_Material for this exercise_
▬▬▬▬▬▬▬▬▬▬
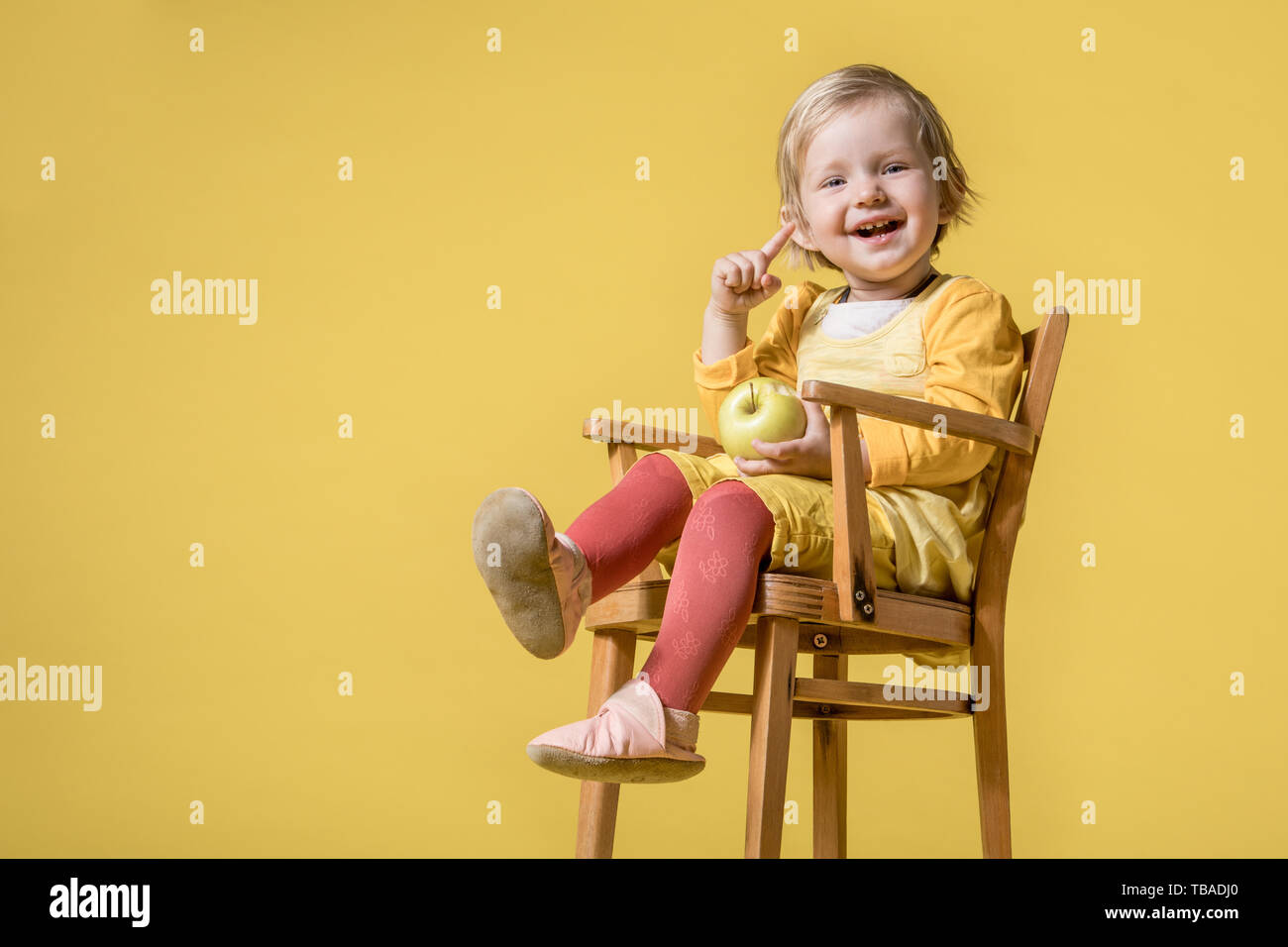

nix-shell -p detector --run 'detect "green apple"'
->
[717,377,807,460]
▬▬▬▬▬▬▬▬▬▬
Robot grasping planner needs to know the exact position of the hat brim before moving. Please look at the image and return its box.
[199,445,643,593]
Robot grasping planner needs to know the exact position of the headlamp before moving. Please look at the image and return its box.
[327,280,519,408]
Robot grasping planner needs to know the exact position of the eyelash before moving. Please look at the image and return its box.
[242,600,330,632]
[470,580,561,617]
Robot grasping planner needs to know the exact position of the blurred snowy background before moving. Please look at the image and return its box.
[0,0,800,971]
▬▬▬▬▬▬▬▬▬▬
_What is required_
Put everything from the line containing "of the blurred" down to the line containing "[0,0,800,971]" into a JSON list of strings, one string per line.

_Final result_
[
  "Robot grasping planner needs to know the exact position of the blurred snowy background before moving. Please look at the image and return its box.",
  "[0,0,800,971]"
]